## Prompt
Would you transcribe all of the entries that follow, word for word?

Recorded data
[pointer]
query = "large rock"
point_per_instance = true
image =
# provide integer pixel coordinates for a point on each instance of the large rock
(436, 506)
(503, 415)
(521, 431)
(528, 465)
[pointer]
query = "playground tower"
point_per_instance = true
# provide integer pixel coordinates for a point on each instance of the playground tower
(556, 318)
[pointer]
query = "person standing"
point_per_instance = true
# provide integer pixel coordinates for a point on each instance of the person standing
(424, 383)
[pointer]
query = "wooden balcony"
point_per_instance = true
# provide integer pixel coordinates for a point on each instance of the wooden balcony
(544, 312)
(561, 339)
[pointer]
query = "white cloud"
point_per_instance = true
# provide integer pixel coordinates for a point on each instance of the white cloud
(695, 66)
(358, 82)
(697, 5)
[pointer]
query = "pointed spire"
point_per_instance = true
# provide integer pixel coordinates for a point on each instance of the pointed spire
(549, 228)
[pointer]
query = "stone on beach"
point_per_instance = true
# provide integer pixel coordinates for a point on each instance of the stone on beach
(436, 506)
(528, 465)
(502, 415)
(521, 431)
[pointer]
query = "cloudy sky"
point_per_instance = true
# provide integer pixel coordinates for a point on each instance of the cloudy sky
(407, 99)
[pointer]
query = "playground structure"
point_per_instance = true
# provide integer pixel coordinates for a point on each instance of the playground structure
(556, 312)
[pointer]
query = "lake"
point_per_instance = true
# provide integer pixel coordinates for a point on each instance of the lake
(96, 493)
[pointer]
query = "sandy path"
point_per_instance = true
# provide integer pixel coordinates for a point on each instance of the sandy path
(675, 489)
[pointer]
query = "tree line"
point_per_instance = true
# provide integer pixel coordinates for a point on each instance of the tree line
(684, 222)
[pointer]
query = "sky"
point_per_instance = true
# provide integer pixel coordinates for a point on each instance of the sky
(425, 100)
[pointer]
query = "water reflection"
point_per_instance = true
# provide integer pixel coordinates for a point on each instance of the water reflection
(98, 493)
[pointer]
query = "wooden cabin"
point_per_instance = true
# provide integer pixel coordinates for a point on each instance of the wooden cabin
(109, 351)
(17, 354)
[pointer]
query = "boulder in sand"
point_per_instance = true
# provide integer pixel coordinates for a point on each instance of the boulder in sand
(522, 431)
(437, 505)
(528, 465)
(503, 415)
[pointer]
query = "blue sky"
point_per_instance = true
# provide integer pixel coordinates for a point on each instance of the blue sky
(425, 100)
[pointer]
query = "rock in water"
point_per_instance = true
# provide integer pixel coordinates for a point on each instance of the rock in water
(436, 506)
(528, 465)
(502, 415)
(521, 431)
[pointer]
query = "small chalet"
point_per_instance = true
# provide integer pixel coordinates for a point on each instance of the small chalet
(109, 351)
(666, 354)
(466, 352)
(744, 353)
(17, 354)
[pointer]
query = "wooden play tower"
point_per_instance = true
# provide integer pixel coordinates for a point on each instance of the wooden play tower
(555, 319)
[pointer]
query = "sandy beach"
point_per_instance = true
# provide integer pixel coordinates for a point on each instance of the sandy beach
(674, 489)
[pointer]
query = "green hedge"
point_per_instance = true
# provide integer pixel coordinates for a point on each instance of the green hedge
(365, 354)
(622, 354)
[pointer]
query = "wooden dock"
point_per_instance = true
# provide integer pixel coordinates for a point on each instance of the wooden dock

## Task solution
[pointer]
query = "large rock"
point_per_instance = true
image =
# provide integer pixel coordinates for a point on each instance of the large rock
(436, 506)
(503, 415)
(521, 431)
(528, 465)
[pointer]
query = "playground tower"
point_per_instance = true
# provide integer pixel coordinates for a point on each instance of the playground tower
(556, 318)
[pointer]
query = "person standing"
point_per_instance = true
# provide integer pixel coordinates for a point on each instance of the person standing
(424, 383)
[pointer]
query = "wooden balcony"
point_per_instance = true
# provide integer pixel coordinates for a point on each instance of the wooden balcony
(544, 312)
(561, 339)
[pointer]
query = "white cloud"
point_per_instance = true
# provide integer pixel coordinates for a point on each instance of the white cloud
(695, 66)
(358, 82)
(697, 5)
[pointer]
query = "pointed spire"
point_per_instance = true
# provide integer pixel coordinates for a point on each instance of the pointed spire
(549, 228)
[pointer]
query = "stone on beach"
point_per_instance = true
# provide integer pixel coordinates for a point on each instance of the stone on beach
(436, 506)
(528, 465)
(502, 415)
(521, 431)
[pointer]
query = "cloudy sky"
point_per_instance = true
# provide integer pixel coordinates for a point on each instance of the cloudy sky
(407, 99)
[pointer]
query = "playground structure"
point_per_instance = true
# provide integer pixel coordinates for a point on each instance of the playground structure
(556, 312)
[pointer]
query = "lake"
point_per_instance = true
# provide integer pixel coordinates for a point on each instance of the lake
(96, 493)
[pointer]
query = "sandy path"
point_per_instance = true
# provide integer pixel coordinates for a point on each instance of the sandy path
(675, 489)
[pointer]
query = "tree line"
point_per_instance = true
# provide integer pixel coordinates for a point on each instance of the tree line
(684, 222)
[pointer]
query = "sky"
point_per_instance = true
# provide integer pixel coordinates for a point on each instance of the sky
(425, 100)
[pointer]
query = "water reflection"
point_per_instance = true
# provide integer pixel coordinates for a point on each instance of the water reflection
(98, 493)
[pointer]
query = "wooden cabin"
point_per_instance = true
# provide integer pixel coordinates for a point on each instance of the wooden cabin
(109, 351)
(17, 354)
[pointer]
query = "boulder in sand"
point_per_instance = true
# provide integer pixel coordinates for a point on each instance of the boulder in sand
(522, 431)
(437, 505)
(528, 465)
(503, 415)
[pointer]
query = "blue sky"
point_per_instance = true
# provide integer pixel coordinates for a point on each instance of the blue sky
(425, 100)
[pointer]
query = "rock in water"
point_per_instance = true
# provide integer pixel coordinates for a point on each instance of the rock in water
(436, 506)
(528, 465)
(502, 415)
(521, 431)
[pointer]
query = "small chalet"
point_per_instance = true
# provide integer pixel coordinates for a point on each instance of the small chalet
(109, 351)
(666, 354)
(466, 352)
(744, 353)
(17, 354)
[pointer]
query = "wooden play tower"
point_per_instance = true
# provide integer pixel coordinates for a point on each instance of the wooden play tower
(555, 319)
[pointer]
query = "sandy beach"
point_per_instance = true
# provide integer pixel coordinates for a point on each instance of the sandy beach
(674, 489)
[pointer]
query = "green hedge"
point_per_instance = true
# provide integer pixel coordinates for a point on each instance of the green hedge
(365, 354)
(622, 354)
[pointer]
query = "wooden dock"
point_per_instance = true
# provide integer pixel coordinates for a point on each instance of the wooden dock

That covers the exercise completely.